Analyse et décision du directeur

Le plaignant a subi une blessure grave lors de son arrestation par des agents de police à Niagara Falls, le 18 mai 2023. L’un des agents — l’AI — a été désigné comme étant l’agent impliqué aux fins de l’enquête de l’UES à propos de l’incident. L’enquête est maintenant terminée. Après avoir examiné les éléments de preuve, j’estime qu’il n’y a aucun motif raisonnable de croire que l’AI a commis une infraction criminelle relativement à l’arrestation et à la blessure du plaignant.

LISTE DES DONNÉES:
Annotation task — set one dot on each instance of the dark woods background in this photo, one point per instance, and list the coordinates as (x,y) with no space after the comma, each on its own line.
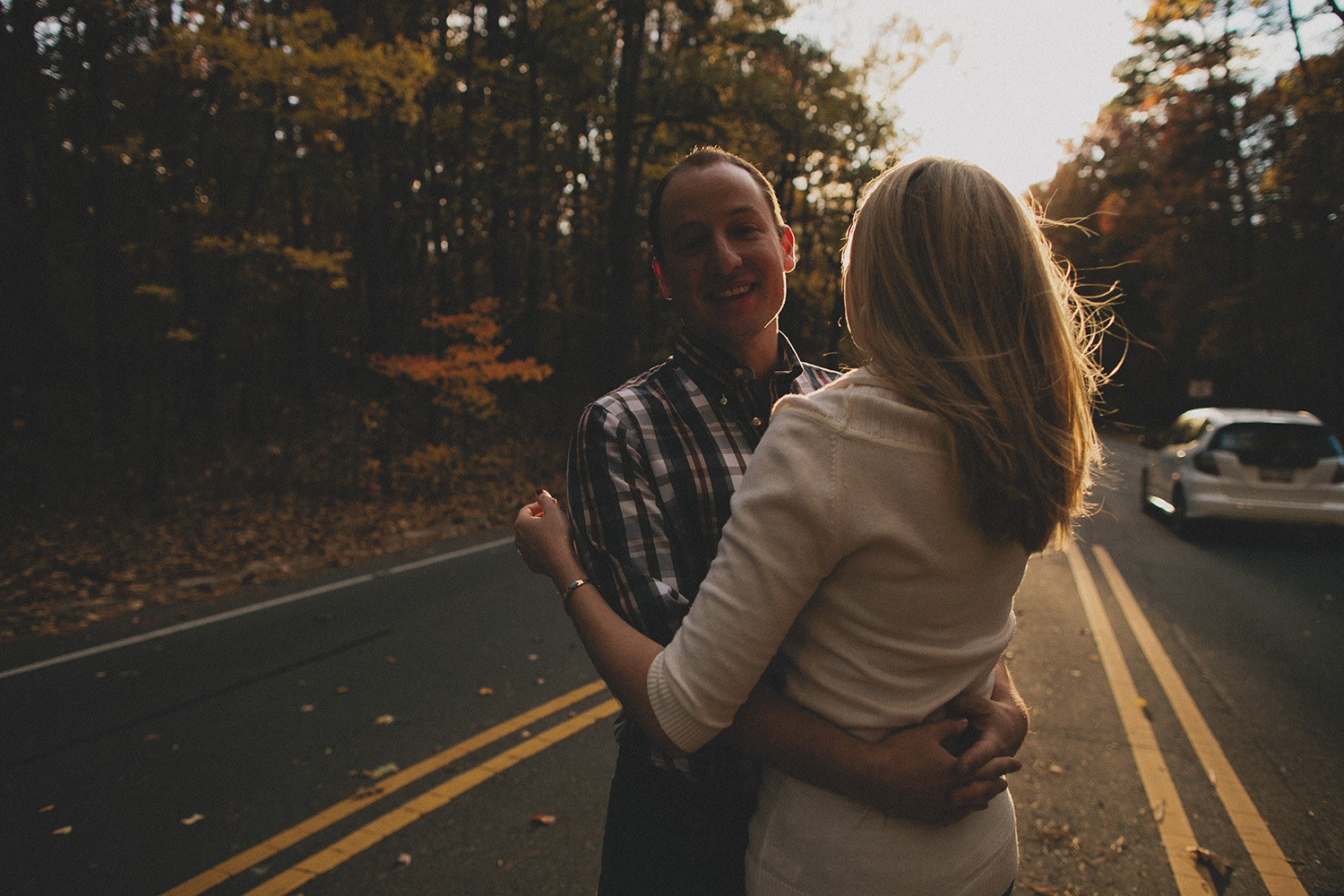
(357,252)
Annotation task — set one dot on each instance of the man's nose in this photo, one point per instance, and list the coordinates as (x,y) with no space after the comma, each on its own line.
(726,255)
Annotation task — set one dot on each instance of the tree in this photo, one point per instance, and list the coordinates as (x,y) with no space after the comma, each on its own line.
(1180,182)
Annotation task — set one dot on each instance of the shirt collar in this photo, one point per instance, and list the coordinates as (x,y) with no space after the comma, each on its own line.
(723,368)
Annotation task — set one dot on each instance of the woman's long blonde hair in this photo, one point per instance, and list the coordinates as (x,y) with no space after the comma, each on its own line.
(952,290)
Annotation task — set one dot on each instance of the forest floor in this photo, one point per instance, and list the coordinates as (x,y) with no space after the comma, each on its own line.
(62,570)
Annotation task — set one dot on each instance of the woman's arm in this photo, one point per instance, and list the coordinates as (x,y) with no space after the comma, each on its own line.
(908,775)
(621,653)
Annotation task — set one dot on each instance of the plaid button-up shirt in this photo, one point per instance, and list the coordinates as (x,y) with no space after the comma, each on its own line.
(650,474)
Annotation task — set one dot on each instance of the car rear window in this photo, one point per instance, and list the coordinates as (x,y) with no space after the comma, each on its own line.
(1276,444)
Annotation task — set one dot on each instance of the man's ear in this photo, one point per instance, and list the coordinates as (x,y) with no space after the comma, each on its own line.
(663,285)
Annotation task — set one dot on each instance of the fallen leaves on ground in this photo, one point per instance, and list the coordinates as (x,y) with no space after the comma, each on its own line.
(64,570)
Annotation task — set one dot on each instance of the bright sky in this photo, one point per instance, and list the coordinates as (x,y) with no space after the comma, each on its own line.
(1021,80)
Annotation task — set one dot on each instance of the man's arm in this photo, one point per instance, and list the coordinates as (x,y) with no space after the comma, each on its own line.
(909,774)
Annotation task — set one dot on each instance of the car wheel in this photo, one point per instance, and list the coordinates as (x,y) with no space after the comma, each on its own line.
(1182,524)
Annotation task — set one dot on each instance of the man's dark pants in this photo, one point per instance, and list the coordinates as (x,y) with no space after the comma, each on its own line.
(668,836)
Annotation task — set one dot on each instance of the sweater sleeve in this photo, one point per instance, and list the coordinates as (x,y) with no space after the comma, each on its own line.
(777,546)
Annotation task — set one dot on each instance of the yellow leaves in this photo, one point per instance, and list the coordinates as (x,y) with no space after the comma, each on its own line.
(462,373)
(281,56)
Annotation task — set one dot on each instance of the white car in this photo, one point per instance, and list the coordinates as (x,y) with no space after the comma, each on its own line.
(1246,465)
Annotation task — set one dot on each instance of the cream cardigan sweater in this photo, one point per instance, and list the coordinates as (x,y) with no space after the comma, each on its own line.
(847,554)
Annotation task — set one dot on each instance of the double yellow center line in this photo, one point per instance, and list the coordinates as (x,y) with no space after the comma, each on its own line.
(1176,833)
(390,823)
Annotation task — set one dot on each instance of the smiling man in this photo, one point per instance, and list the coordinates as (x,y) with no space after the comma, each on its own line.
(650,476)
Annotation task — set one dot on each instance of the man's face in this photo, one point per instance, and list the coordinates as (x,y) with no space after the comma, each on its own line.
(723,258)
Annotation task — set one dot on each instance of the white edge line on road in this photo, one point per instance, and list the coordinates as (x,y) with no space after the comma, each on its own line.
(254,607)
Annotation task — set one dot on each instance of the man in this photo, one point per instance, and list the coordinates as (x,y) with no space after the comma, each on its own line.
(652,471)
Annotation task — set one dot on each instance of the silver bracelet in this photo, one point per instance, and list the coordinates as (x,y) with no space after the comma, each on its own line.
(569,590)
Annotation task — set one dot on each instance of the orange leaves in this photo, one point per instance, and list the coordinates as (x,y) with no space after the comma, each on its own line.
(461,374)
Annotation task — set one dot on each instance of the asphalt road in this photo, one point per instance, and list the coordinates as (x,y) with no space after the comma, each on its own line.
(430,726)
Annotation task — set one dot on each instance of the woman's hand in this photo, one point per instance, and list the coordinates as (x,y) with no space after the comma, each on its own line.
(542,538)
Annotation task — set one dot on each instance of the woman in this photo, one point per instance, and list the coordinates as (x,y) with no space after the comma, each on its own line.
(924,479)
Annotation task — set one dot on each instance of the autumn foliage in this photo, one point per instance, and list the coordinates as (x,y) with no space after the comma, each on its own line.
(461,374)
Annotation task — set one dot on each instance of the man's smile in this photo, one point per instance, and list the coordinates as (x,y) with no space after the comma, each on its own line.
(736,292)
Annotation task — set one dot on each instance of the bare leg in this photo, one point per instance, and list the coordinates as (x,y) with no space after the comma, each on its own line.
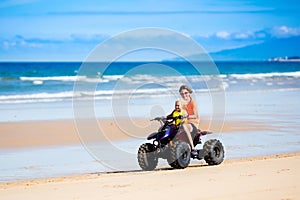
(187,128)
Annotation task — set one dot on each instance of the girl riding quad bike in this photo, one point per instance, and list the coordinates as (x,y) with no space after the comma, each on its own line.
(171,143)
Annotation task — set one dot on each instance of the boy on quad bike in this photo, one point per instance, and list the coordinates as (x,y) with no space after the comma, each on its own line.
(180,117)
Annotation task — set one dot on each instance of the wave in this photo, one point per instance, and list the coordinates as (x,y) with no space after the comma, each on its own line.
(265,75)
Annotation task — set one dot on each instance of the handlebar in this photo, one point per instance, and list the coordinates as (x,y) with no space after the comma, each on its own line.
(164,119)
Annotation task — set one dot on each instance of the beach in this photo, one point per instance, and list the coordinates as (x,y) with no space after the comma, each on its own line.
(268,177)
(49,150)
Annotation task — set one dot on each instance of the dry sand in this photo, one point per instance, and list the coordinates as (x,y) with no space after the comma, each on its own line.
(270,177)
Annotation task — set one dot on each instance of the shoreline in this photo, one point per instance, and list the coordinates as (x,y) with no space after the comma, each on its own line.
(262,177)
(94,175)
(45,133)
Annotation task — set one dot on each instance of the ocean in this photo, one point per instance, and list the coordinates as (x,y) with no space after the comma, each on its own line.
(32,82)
--
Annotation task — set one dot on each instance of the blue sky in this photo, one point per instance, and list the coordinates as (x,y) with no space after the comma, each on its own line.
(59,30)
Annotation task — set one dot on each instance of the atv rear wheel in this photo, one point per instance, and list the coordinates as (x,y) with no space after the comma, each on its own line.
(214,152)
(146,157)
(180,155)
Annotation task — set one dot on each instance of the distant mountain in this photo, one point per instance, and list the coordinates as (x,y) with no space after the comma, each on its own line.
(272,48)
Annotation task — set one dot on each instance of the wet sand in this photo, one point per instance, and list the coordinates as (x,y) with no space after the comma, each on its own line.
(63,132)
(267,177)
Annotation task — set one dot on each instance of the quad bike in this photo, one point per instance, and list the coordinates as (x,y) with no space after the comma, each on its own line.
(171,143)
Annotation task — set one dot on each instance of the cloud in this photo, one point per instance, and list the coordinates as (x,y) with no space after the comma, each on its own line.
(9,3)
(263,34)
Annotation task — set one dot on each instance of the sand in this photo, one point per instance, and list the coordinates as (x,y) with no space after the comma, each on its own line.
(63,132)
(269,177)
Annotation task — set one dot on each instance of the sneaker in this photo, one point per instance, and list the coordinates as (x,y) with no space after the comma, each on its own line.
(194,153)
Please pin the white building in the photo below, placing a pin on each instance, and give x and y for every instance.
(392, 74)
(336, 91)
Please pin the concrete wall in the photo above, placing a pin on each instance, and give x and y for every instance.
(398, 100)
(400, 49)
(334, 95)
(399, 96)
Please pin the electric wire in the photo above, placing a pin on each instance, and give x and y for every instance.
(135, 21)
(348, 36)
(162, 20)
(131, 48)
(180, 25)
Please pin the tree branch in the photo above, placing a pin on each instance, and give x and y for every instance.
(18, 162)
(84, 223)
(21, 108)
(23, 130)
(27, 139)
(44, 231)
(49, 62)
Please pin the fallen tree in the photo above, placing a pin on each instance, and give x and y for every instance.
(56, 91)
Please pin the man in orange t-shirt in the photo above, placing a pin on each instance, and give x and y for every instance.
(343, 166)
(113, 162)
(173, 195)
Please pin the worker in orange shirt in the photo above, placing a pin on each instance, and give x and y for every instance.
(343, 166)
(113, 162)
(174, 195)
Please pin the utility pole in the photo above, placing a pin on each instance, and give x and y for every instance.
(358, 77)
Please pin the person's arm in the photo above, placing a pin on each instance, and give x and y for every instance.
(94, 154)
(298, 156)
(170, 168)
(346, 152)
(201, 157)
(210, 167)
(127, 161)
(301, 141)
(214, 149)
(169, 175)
--
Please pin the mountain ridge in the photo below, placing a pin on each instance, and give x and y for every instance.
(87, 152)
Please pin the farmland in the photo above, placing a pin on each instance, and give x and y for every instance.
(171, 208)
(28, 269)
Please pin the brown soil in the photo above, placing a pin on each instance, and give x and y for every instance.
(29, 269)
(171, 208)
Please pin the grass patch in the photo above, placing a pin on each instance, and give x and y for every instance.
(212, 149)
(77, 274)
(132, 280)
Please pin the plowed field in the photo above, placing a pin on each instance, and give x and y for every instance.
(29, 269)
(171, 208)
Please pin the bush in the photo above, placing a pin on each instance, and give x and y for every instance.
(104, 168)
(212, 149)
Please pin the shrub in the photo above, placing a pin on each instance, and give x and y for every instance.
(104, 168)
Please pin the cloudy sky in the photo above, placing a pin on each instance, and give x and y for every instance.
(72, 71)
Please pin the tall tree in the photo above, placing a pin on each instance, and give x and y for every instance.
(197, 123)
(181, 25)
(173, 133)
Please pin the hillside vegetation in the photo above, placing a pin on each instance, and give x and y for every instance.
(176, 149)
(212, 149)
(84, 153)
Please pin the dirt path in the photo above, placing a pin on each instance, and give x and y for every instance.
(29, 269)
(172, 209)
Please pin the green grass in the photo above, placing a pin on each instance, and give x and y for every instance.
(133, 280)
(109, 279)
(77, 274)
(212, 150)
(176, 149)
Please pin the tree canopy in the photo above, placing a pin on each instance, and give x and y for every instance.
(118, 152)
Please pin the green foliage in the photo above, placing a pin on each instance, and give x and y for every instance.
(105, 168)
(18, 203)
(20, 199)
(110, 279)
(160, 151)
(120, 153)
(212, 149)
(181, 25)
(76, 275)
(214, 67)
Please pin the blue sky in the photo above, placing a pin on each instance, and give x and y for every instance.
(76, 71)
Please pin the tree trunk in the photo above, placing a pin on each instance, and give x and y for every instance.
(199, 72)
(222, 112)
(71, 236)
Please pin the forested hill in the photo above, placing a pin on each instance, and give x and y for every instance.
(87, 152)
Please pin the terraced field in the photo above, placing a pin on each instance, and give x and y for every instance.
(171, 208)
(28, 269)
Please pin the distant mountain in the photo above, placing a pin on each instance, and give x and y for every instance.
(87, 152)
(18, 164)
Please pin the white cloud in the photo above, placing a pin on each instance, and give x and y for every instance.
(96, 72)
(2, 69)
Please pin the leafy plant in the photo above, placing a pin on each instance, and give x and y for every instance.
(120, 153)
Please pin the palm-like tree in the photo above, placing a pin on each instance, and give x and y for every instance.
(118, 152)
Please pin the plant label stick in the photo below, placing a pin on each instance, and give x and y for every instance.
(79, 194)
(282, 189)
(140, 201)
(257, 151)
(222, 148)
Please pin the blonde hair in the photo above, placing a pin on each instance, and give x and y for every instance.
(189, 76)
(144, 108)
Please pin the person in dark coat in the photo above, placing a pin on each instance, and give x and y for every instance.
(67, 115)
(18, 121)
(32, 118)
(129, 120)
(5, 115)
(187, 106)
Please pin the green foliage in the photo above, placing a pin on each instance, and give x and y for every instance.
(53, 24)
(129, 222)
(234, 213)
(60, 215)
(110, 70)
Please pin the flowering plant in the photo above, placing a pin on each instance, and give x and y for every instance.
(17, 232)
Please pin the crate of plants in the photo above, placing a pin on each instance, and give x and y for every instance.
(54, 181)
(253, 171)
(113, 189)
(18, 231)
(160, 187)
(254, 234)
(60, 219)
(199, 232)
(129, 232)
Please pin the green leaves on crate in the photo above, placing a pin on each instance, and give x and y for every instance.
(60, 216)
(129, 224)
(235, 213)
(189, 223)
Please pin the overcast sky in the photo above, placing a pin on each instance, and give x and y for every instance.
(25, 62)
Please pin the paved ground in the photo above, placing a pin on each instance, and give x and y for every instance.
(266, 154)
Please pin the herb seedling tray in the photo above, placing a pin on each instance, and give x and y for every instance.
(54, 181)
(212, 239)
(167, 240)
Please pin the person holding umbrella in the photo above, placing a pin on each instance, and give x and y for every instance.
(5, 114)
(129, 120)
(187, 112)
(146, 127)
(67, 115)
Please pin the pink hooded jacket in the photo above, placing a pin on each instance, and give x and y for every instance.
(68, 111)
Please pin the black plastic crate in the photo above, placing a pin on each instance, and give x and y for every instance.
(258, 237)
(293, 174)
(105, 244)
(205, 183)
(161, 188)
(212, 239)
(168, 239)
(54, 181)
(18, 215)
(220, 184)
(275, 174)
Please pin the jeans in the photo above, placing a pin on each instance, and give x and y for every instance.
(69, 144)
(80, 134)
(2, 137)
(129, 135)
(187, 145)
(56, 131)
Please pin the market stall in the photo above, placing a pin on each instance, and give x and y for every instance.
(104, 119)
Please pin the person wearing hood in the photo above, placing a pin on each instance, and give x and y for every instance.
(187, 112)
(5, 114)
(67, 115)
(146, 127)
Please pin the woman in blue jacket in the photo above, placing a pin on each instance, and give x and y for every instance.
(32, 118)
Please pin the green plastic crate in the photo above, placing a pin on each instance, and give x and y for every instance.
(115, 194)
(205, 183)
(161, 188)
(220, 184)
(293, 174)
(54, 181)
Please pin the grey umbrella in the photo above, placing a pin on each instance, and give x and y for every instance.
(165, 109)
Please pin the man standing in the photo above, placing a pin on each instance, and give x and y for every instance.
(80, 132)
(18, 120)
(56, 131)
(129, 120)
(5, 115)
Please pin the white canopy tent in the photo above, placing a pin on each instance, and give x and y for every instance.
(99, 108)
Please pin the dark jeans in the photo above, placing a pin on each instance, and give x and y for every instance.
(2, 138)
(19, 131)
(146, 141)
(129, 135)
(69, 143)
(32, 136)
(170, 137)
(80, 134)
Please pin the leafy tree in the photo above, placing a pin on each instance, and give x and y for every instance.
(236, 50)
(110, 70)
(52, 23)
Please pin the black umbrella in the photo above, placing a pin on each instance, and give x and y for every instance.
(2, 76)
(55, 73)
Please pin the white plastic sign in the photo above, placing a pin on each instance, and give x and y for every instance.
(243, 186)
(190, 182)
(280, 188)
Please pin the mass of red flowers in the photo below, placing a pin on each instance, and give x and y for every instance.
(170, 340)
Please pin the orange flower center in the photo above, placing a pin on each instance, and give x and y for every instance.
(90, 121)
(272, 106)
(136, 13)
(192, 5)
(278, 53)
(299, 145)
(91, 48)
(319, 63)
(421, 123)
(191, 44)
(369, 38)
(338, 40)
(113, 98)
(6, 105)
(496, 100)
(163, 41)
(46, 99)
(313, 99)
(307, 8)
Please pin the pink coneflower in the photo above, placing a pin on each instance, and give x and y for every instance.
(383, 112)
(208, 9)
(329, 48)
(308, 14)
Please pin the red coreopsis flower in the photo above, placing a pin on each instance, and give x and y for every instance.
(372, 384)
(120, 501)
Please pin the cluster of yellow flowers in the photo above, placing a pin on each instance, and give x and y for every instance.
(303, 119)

TÂCHES À FAIRE:
1 – Traduisez en anglais cette phrase du texte fourni : « Le plaignant a subi une blessure grave lors de son arrestation par des agents de police à Niagara Falls, le 18 mai 2023. »
2 – D’après le texte fourni, sur quoi le directeur s’appuie-t-il pour conclure qu’il n’y a aucun motif raisonnable de croire que l’AI a commis une infraction criminelle ? Répondez en une à trois phrases.
3 – Pour chaque énoncé, dites s’il correspond au texte fourni (oui ou non) et citez les mots du texte qui tranchent.
(a) L’arrestation a eu lieu à Niagara Falls.
(b) Plusieurs agents ont été désignés comme agents impliqués.
(c) L’enquête est encore en cours.

LISTE DES RÉPONSES:
1 – The complainant suffered a serious injury while being arrested by police officers in Niagara Falls on May 18, 2023.

2 – Le directeur s’appuie sur l’examen des éléments de preuve. C’est après les avoir examinés qu’il estime qu’il n’y a aucun motif raisonnable de croire que l’AI a commis une infraction criminelle relativement à l’arrestation et à la blessure du plaignant.

3 –
(a) Oui : « à Niagara Falls, le 18 mai 2023 ».
(b) Non : « L’un des agents — l’AI — a été désigné comme étant l’agent impliqué ».
(c) Non : « L’enquête est maintenant terminée. »